____ Source excerpt
It looks like an good book to read and I hope to find it at Powell's.



LINK: https://www.theguardian.com/books/20...ment-110011379
I finished GNOMON last night. It was loooooooong and a little confusing and got a little slow toward the end but i enjoyed it. I have read at least one of his other novels that i liked better, though

Now i am reading FORGED IN CRISIS (Nancy Koehn) for book club and FADING DUSK (Melissa Giorgio) for fun.

FORGED IN CRISIS:
This “engaging, unusually rewarding book…[which] will foster a new appreciation for effective leadership and prompt many readers to lament the lack of it in the world today” (Kirkus Reviews, starred review), by celebrated Harvard Business School historian Nancy Koehn, examines five masters of crisis: explorer Ernest Shackleton; Abraham Lincoln; abolitionist Frederick Douglass; Nazi-resisting clergyman Dietrich Bonhoeffer; and environmental crusader Rachel Carson.
FADING DUSK
In the gritty city of Dusk, seventeen-year-old Irina makes her living as the street magician Bantheir’s assistant. The job isn’t glamorous, but she loves the crowds, the shows, and most of all, the illusion of magic. But Irina’s world is shattered the night she is arrested and charged as Bantheir’s accomplice to murder—murder by magic.
________
▶ _Aim of the task_:
Rewrite the book-chat text from the part that opens with the words containing "LINK: https://www.theguardian.com/books/20...ment-110011379" and closes with "crusader Rachel Carson.", switching "book club" to "reading group".
____ Supplied entries
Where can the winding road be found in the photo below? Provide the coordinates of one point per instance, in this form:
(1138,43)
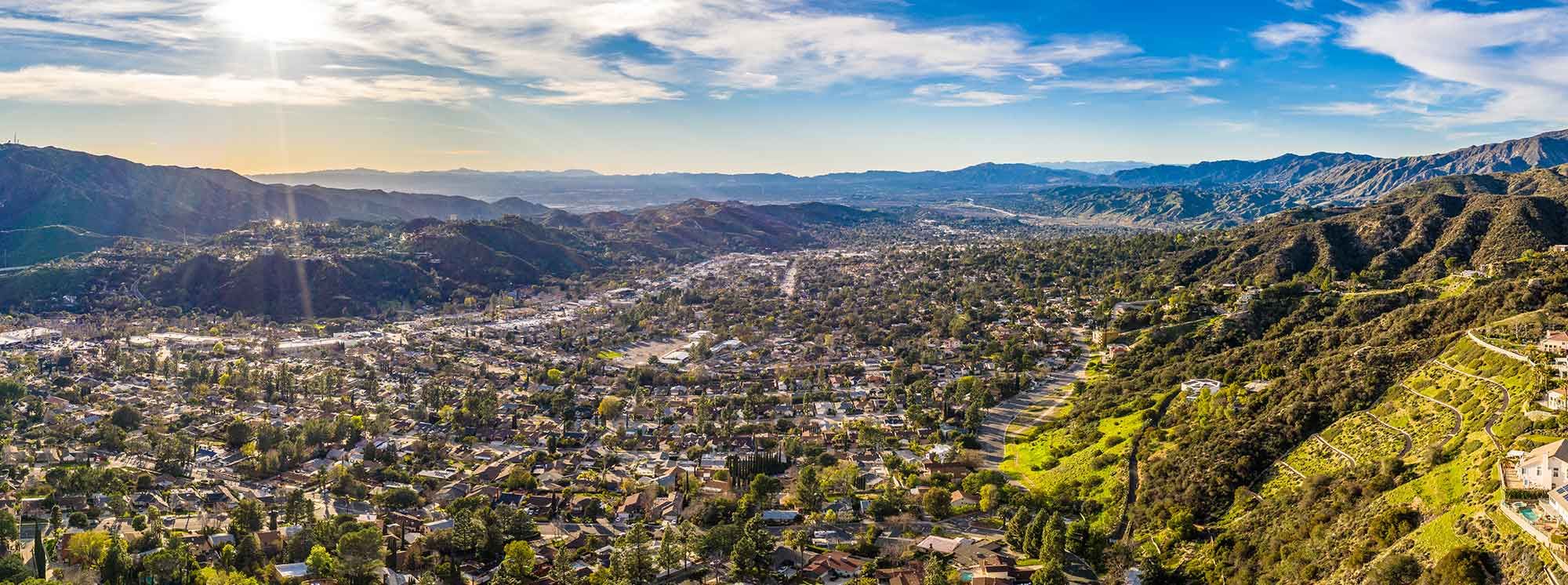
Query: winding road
(1459,424)
(1053,390)
(1495,416)
(1335,449)
(1410,441)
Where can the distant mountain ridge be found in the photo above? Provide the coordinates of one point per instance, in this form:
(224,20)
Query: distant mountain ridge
(115,197)
(1095,167)
(592,192)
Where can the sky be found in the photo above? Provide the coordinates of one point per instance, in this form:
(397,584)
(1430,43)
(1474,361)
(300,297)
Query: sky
(800,87)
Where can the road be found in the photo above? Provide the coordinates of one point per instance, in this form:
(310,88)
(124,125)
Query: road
(1511,355)
(1497,416)
(1459,421)
(1048,390)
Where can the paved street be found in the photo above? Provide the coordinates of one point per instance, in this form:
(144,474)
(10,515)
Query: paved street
________
▶ _Exercise answer_:
LINK: https://www.theguardian.com/books/20...ment-110011379
I finished GNOMON last night. It was loooooooong and a little confusing and got a little slow toward the end but i enjoyed it. I have read at least one of his other novels that i liked better, though

Now i am reading FORGED IN CRISIS (Nancy Koehn) for reading group and FADING DUSK (Melissa Giorgio) for fun.

FORGED IN CRISIS:
This “engaging, unusually rewarding book…[which] will foster a new appreciation for effective leadership and prompt many readers to lament the lack of it in the world today” (Kirkus Reviews, starred review), by celebrated Harvard Business School historian Nancy Koehn, examines five masters of crisis: explorer Ernest Shackleton; Abraham Lincoln; abolitionist Frederick Douglass; Nazi-resisting clergyman Dietrich Bonhoeffer; and environmental crusader Rachel Carson.